From the first entry to the last, copy everything exactly except the pictures.

***

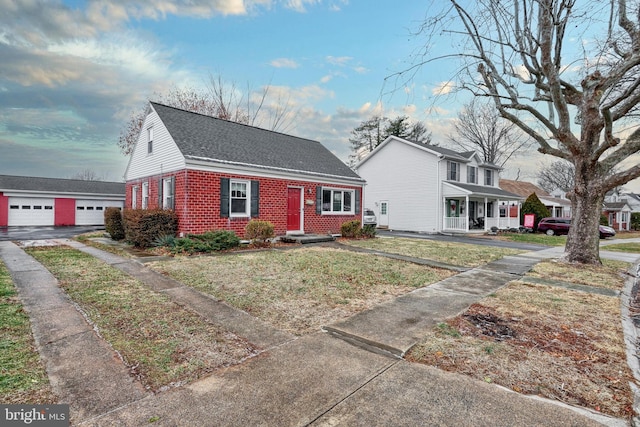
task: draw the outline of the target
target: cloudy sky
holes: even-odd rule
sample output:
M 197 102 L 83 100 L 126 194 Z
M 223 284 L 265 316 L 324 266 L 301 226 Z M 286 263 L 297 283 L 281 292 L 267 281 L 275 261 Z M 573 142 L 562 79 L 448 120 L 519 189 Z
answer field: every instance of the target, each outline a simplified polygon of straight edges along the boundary
M 446 143 L 466 101 L 434 96 L 451 77 L 446 64 L 422 67 L 408 85 L 386 79 L 415 63 L 412 34 L 429 4 L 0 0 L 0 174 L 90 169 L 120 181 L 127 158 L 116 143 L 131 113 L 173 87 L 204 90 L 211 76 L 241 96 L 269 85 L 295 114 L 286 133 L 345 161 L 351 130 L 374 114 L 421 120 Z M 504 175 L 520 169 L 535 181 L 541 161 L 515 160 Z

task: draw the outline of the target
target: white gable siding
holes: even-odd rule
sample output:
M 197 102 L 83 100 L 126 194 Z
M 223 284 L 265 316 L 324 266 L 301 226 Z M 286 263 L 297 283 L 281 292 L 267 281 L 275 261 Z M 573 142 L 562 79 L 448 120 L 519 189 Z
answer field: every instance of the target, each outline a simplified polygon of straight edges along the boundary
M 438 231 L 441 202 L 435 155 L 393 140 L 360 165 L 357 172 L 367 181 L 365 208 L 380 218 L 380 201 L 389 202 L 389 229 Z
M 153 152 L 147 153 L 149 127 L 153 126 Z M 185 168 L 185 159 L 158 114 L 151 109 L 131 154 L 125 180 L 140 179 Z

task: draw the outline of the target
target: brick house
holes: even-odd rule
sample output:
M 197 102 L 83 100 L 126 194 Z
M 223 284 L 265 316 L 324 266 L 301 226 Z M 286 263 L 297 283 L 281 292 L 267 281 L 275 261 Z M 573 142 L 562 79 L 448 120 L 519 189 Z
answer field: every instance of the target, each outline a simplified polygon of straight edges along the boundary
M 277 235 L 336 234 L 362 219 L 364 180 L 317 141 L 151 102 L 125 172 L 128 208 L 173 209 L 179 233 L 252 218 Z

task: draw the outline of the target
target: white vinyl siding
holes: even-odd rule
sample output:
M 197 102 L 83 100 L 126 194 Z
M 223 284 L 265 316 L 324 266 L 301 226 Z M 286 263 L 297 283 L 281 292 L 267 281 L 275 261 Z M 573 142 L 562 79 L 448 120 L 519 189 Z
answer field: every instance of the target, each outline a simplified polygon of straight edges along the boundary
M 138 186 L 134 185 L 131 188 L 131 209 L 138 208 Z
M 358 168 L 367 181 L 363 209 L 379 216 L 381 201 L 386 201 L 390 229 L 437 232 L 442 223 L 438 179 L 446 178 L 446 162 L 441 165 L 439 173 L 436 154 L 390 141 Z
M 229 213 L 234 216 L 250 216 L 251 214 L 251 182 L 250 181 L 230 181 L 229 191 Z
M 148 151 L 148 129 L 153 128 L 153 155 Z M 142 125 L 138 142 L 129 159 L 125 180 L 131 181 L 184 169 L 186 162 L 167 128 L 153 109 Z
M 353 214 L 355 191 L 341 190 L 338 188 L 322 189 L 322 213 L 323 214 Z

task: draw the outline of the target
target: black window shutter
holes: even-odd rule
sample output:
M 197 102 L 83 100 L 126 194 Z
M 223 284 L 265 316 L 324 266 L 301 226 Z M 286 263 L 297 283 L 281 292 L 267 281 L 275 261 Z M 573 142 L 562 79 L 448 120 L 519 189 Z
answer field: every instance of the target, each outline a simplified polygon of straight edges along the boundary
M 162 178 L 158 180 L 158 209 L 162 209 Z
M 260 216 L 260 181 L 251 181 L 251 216 Z
M 360 213 L 360 190 L 356 190 L 356 215 Z
M 220 217 L 229 218 L 229 178 L 220 178 Z
M 322 187 L 316 187 L 316 213 L 322 214 Z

***

Task solution
task: draw the outline of the target
target: cloudy sky
holes: even-odd rule
sample output:
M 197 102 L 83 100 L 126 194 Z
M 223 284 L 265 316 L 324 266 L 301 226 Z M 286 263 L 297 283 L 281 292 L 267 281 L 275 261 Z M 573 142 L 562 79 L 448 120 L 519 189 Z
answer field: every instance of the target, each outline a simplified polygon of straight edges along the boundary
M 446 143 L 466 101 L 434 96 L 451 77 L 446 64 L 422 67 L 408 85 L 386 79 L 415 63 L 412 34 L 429 4 L 0 0 L 0 174 L 90 169 L 120 181 L 127 158 L 116 143 L 131 113 L 173 87 L 204 90 L 211 76 L 241 96 L 269 85 L 295 114 L 286 133 L 345 161 L 351 130 L 374 114 L 421 120 Z M 504 175 L 520 169 L 535 181 L 541 161 L 515 160 Z

task: draw the outline of the target
target: white gable siding
holes: even-odd rule
sample output:
M 197 102 L 83 100 L 126 194 Z
M 223 284 L 265 316 L 324 266 L 301 226 Z M 286 263 L 297 283 L 281 292 L 267 281 L 275 261 Z M 573 142 L 562 79 L 448 120 L 519 189 Z
answer field: every instance of the target, each outline a simplified polygon of straight edges along the boundary
M 438 231 L 441 202 L 435 155 L 393 140 L 360 165 L 357 172 L 367 181 L 365 208 L 380 218 L 380 201 L 389 202 L 389 229 Z
M 153 152 L 147 153 L 149 127 L 153 126 Z M 185 168 L 185 159 L 158 114 L 151 109 L 131 154 L 125 180 L 140 179 Z

task: draw the outline of the target
target: brick house
holes: even-odd rule
sample output:
M 197 102 L 83 100 L 126 194 Z
M 223 284 L 265 316 L 324 266 L 301 226 Z M 286 263 L 297 283 L 281 292 L 267 281 L 275 261 Z M 573 142 L 562 79 L 448 120 L 519 189 Z
answer field: every instance of the target, each outline a simplified polygon of straight edges along the boundary
M 277 235 L 336 234 L 362 219 L 364 180 L 317 141 L 151 102 L 125 172 L 128 208 L 173 209 L 179 233 L 252 218 Z

task: draw the outline of the target
target: white vinyl siding
holes: even-odd rule
sample output:
M 197 102 L 83 100 L 126 194 Z
M 223 284 L 265 316 L 324 266 L 301 226 Z M 286 263 L 297 283 L 281 292 L 267 281 L 275 261 Z M 573 142 L 562 79 L 448 120 L 519 189 Z
answer field: every instance of the target, each outline a simplified polygon of straight edges along the boundary
M 138 186 L 134 185 L 131 188 L 131 209 L 138 208 Z
M 358 168 L 367 181 L 363 209 L 379 216 L 381 201 L 386 201 L 390 229 L 437 232 L 442 223 L 438 179 L 446 178 L 446 162 L 441 165 L 439 173 L 436 154 L 390 141 Z
M 229 213 L 234 216 L 250 216 L 251 214 L 251 182 L 250 181 L 230 181 L 229 191 Z
M 148 151 L 148 129 L 153 128 L 153 155 Z M 142 125 L 138 142 L 129 159 L 125 180 L 131 181 L 184 169 L 186 162 L 167 128 L 153 109 Z
M 353 214 L 355 191 L 341 190 L 338 188 L 322 189 L 322 213 L 323 214 Z

task: draw the outline of the target
target: black window shutter
holes: even-odd rule
sample output:
M 197 102 L 83 100 L 126 194 Z
M 223 284 L 265 316 L 324 266 L 301 226 Z M 286 263 L 297 283 L 281 292 L 267 281 L 275 261 Z M 573 142 L 562 79 L 448 120 L 519 189 Z
answer field: every instance of the target, each outline a simplified polygon of straight edges along the boundary
M 162 178 L 158 180 L 158 209 L 162 209 Z
M 260 216 L 260 181 L 251 181 L 251 216 Z
M 360 213 L 360 190 L 356 190 L 356 215 Z
M 220 217 L 229 218 L 229 178 L 220 178 Z
M 322 187 L 316 187 L 316 213 L 322 214 Z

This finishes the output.